> _What you will do_
Can you write the next part of the text on the 2000 Oldham Council election, picking up after its final sentence?

=== Text excerpt ===

= 2000 Oldham Metropolitan Borough Council election =

2000 UK local government election

The 2000 Oldham Council election took place on 4 May 2000 to elect members of Oldham Metropolitan Borough Council in Greater Manchester, England. One third of the council was up for election and the Liberal Democrats gained overall control of the council from the Labour Party.

After the election, the composition of the council was:
- Liberal Democrat 31
- Labour 25
- Conservative 2
- Green 2

==Campaign==
Before the election Labour ran the council with 32 seats compared to 25 for the Liberal Democrats who were the main opposition party on the council. However the 1999 election had seen the Liberal Democrats win more votes than Labour, 42.5% compared to 38%, and they were confident of at least depriving Labour of a majority on the council in the election.

=== Listed entries ===

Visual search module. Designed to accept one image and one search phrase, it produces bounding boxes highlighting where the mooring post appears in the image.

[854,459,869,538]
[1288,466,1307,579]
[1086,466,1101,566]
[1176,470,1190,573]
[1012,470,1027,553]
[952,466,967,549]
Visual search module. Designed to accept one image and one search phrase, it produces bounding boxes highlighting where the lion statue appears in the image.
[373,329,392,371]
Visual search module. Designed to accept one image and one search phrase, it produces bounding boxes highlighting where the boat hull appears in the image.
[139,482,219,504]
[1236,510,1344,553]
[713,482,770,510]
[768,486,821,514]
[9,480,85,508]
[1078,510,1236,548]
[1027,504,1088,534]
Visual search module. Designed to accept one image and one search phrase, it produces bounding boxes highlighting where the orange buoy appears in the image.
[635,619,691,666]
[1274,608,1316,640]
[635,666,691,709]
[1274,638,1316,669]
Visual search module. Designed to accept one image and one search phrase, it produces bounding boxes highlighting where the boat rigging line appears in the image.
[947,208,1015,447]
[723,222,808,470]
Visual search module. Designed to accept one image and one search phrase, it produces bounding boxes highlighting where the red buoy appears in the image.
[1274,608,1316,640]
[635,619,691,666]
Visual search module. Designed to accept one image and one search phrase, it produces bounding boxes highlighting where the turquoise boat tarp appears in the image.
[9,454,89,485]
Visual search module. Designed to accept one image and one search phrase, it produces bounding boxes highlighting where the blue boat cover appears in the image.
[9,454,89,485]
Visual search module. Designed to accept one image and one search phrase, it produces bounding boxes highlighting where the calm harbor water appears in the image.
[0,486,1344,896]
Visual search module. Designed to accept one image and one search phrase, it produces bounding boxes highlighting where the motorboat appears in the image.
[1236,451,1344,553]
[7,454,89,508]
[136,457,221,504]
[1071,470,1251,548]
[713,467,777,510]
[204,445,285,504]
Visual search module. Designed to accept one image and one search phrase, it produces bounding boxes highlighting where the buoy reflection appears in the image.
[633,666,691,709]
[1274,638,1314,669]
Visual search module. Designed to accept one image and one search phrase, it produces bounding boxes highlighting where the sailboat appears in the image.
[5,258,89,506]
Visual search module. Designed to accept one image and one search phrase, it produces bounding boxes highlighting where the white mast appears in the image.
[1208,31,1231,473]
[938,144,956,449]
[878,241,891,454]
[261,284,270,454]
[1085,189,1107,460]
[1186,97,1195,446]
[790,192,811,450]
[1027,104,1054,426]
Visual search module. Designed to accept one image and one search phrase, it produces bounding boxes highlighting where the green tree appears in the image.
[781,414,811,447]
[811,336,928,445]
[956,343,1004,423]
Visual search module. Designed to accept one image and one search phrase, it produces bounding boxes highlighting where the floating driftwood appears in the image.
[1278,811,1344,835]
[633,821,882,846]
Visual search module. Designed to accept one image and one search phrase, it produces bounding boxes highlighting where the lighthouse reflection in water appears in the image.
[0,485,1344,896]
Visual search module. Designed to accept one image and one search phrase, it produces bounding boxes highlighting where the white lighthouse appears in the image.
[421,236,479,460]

===
=== Listed entries ===

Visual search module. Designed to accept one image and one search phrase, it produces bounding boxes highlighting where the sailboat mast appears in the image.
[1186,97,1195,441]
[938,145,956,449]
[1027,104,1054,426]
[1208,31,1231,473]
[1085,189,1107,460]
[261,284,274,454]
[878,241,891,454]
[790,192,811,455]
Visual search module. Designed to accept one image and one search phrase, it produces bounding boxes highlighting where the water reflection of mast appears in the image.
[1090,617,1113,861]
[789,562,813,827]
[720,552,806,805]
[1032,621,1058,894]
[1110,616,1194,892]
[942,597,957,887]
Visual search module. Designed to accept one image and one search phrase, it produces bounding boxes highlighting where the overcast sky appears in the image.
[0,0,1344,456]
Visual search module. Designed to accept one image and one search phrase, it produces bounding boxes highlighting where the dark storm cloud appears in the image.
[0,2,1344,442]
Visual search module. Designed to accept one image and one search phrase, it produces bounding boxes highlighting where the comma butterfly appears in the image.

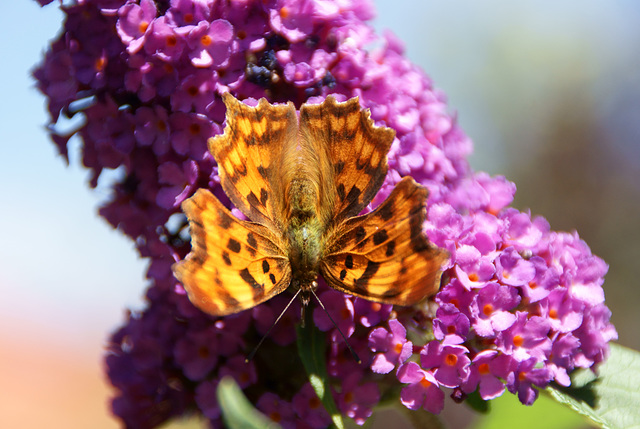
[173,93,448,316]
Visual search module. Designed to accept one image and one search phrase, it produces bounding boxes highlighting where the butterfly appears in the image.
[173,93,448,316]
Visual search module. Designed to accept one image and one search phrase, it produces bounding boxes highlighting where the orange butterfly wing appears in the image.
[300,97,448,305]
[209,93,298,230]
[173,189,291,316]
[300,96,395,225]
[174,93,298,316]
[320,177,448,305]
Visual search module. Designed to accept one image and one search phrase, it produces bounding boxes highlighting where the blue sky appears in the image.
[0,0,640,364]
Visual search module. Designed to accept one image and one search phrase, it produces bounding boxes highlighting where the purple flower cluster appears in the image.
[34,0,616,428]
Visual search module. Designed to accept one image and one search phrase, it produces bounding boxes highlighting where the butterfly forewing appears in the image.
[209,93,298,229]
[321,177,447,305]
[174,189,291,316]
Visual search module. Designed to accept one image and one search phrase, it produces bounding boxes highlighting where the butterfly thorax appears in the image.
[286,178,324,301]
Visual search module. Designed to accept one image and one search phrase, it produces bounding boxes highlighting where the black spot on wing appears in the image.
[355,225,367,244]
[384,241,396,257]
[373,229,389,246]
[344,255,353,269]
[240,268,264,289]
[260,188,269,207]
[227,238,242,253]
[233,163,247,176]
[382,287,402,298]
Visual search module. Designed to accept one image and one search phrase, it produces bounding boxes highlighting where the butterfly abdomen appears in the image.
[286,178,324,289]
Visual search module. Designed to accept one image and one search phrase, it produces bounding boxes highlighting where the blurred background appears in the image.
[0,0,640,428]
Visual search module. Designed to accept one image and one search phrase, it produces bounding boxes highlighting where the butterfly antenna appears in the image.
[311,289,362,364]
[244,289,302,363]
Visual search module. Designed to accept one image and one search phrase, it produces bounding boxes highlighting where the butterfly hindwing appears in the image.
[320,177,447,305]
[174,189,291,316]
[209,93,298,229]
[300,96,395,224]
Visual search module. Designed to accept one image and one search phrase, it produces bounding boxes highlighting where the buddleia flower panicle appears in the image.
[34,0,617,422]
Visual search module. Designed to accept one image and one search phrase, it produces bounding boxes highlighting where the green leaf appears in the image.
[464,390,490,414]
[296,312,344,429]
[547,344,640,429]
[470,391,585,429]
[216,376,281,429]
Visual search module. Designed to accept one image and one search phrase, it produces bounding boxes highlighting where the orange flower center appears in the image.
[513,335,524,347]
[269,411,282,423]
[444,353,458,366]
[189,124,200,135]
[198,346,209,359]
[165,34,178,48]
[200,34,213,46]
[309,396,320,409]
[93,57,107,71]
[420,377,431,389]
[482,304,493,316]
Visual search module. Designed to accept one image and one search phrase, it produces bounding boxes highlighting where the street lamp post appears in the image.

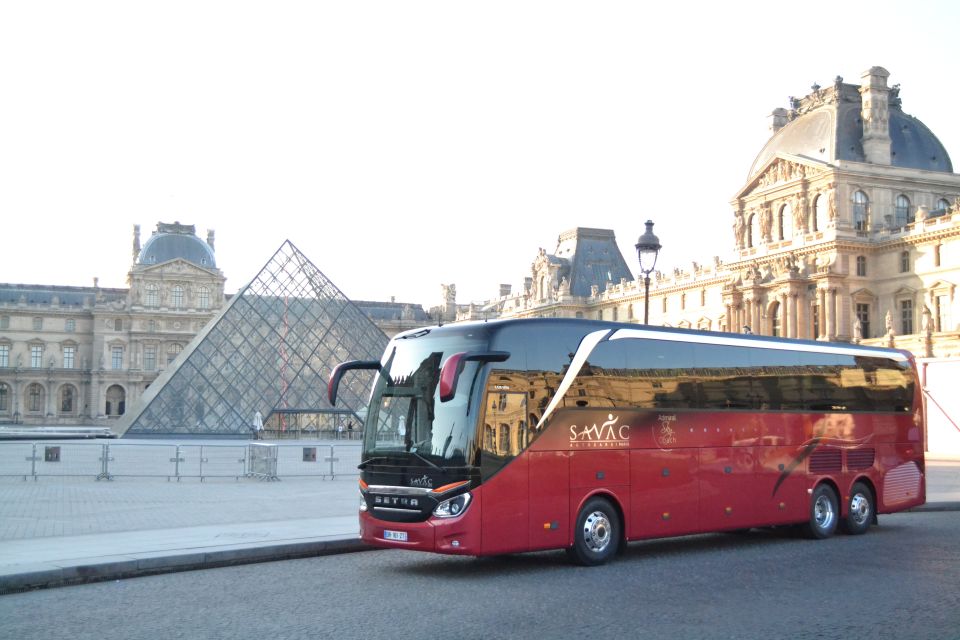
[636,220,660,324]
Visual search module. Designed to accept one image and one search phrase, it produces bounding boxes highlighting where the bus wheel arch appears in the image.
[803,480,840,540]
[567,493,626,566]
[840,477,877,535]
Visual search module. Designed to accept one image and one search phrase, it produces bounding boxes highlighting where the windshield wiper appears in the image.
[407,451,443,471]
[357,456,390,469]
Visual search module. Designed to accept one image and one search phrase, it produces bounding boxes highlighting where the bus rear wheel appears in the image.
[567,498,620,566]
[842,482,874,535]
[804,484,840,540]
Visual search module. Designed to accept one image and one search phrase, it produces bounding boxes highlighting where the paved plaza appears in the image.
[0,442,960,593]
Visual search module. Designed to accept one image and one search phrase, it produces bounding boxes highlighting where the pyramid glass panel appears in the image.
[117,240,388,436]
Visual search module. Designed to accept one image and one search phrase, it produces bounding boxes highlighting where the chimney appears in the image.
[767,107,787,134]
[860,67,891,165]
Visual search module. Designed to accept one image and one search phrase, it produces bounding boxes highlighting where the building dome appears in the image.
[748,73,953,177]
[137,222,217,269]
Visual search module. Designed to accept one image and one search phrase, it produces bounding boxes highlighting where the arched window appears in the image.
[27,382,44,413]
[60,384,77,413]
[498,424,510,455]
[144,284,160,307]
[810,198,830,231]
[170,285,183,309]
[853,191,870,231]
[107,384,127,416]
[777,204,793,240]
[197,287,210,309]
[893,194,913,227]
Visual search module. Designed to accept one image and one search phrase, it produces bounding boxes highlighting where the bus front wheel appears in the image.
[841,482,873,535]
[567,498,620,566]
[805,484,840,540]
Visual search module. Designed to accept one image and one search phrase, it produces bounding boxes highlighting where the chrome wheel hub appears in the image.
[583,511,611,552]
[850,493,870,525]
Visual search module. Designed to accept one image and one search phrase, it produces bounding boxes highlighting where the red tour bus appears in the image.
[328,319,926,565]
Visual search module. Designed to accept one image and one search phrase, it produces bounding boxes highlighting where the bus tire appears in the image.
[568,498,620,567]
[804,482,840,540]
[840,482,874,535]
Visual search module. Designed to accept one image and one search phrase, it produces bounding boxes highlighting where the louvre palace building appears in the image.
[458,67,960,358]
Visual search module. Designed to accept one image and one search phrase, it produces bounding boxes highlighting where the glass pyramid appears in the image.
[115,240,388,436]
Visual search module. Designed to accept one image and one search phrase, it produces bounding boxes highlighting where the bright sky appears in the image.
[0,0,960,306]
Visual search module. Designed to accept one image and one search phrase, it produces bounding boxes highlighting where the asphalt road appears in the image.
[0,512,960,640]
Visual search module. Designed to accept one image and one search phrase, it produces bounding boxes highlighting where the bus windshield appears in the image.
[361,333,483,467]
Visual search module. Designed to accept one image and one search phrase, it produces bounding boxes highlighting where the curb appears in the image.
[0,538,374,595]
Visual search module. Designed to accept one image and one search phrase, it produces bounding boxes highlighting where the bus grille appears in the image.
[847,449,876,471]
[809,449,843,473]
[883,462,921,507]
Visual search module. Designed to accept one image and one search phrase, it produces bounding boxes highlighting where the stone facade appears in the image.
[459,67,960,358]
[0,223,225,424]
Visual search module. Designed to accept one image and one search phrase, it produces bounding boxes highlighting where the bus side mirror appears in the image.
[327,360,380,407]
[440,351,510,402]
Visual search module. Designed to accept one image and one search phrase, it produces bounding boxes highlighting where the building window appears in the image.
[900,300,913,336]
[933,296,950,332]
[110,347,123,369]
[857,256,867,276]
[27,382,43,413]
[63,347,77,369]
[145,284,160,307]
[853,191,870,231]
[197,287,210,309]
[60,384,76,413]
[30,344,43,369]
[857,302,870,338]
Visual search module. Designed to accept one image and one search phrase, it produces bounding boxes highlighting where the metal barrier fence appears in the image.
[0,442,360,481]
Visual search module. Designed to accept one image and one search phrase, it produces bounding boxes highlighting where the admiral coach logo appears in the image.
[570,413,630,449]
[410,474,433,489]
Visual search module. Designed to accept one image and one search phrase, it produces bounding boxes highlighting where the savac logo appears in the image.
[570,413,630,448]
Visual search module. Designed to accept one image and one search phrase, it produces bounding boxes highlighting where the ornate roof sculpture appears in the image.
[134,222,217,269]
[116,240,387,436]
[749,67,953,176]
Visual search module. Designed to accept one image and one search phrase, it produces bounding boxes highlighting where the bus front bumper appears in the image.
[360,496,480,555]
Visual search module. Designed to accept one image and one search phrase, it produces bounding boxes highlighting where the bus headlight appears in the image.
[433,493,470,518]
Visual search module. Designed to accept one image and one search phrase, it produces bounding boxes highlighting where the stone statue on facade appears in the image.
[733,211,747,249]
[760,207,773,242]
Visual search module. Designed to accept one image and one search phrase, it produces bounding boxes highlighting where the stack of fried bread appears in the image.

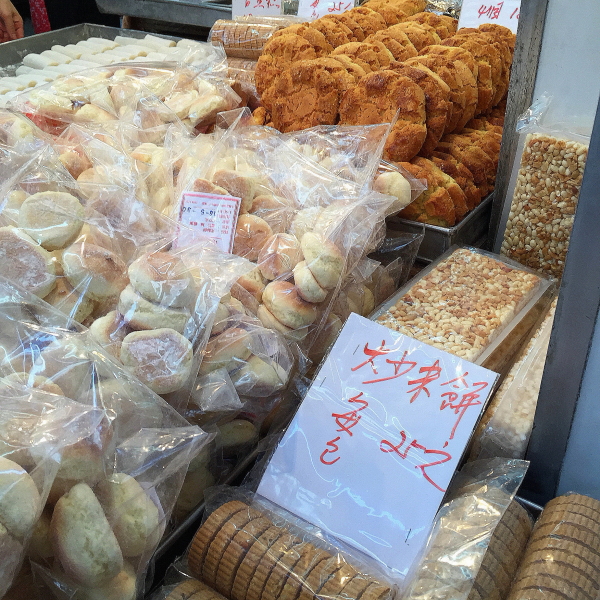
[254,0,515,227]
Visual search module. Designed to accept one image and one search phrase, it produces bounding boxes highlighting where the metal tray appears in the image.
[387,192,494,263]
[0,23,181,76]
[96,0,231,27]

===

> _Result below_
Issues in the election included crime, education, employment, health and litter. Unemployment was down at around 5%, but still above the national average and was much higher in some of the inner city areas.

In the week before the election Labour suffered a blow when a councillor, Margaret Kelly, defected to the Green Party. She had been a Labour member for 30 years, but said that the national Labour government was not what she had fought for in opposition.

==Election result==
The results saw the Liberal Democrats gain control of the council from the Labour party. Labour, who had run the council for the previous 20 years, suffered a number of losses including the council leader John Battye in Failsworth East ward. Battye, who had been leader of the council for the previous 15 years, was defeated by 1,605 votes by a 23-year-old Liberal Democrat candidate Charles Glover in the most high-profile contest in the election.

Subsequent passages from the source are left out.